(Dataset rows)

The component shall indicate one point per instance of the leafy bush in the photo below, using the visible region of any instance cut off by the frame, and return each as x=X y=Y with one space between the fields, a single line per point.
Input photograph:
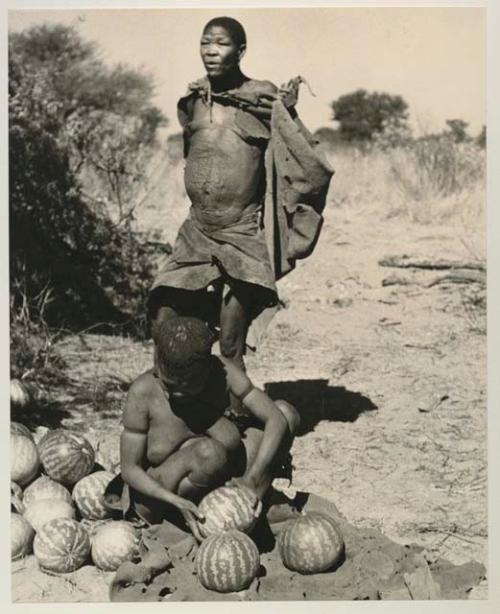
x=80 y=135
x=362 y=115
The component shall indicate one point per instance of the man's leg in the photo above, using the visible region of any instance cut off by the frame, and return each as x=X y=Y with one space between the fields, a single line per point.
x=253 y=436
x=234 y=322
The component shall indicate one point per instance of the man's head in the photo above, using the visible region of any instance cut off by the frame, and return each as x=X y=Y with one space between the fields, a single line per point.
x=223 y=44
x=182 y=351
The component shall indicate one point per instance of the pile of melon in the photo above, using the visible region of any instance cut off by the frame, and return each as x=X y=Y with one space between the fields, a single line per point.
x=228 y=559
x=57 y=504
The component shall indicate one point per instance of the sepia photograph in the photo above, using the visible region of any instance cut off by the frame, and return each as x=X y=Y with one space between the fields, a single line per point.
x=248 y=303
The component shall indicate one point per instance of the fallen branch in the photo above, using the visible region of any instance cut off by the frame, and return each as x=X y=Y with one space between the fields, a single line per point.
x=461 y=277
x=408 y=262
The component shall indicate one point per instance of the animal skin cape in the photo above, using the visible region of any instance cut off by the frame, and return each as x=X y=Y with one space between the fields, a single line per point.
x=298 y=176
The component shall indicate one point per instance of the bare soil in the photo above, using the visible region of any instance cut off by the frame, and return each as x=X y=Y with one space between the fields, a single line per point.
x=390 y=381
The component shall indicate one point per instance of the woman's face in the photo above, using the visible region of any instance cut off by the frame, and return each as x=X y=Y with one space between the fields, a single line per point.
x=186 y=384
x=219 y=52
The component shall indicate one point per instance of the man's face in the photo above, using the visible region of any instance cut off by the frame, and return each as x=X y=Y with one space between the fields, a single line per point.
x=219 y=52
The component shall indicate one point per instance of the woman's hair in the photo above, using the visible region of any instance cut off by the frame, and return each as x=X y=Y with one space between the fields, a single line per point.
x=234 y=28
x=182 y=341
* * *
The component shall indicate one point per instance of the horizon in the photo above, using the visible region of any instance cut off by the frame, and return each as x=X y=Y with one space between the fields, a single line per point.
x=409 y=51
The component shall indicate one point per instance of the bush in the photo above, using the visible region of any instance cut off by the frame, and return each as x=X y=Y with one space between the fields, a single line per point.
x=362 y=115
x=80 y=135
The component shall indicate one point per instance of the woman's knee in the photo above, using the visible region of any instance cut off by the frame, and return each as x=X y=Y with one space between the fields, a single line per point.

## Instructions for the task
Swap "component" for "module" in the data from the line with "The component shall indicate one point per instance of the leafy" to the line with "x=248 y=303", and leave everything else as it is. Give only those lines and omit the pictures.

## Result of this exercise
The module shall indicate one point per instance of the leafy bush in the photo below, using the visible region of any instance cut off by the frame, and return each as x=X y=Y with one space between the fields, a single line per point.
Input photograph:
x=80 y=135
x=362 y=115
The module shall indicate one point per instance of the man's leg in the photo above, using the visible region of any instance cut off by the frame, and return each as x=X y=Y with one space between the fields, a single line per point.
x=253 y=436
x=234 y=322
The module shall indicate one point per instance of the man's head in the photo above, using the visible region of any instance cut off by the frame, and return each as x=X y=Y with one space between the fields, a single line per point.
x=223 y=44
x=182 y=351
The module shall indicate one point per instance of the pile of melon in the photo above, using the visible region of any instance cut off by the frame, and return each as x=X y=Y with one space between the fields, a single line per point.
x=228 y=559
x=57 y=504
The module shall indicate one point per instance of the sepia photograph in the photo above, using the visible region of any instance cut off by the frame, and return each as x=X y=Y with one space between the fields, a single line per point.
x=248 y=303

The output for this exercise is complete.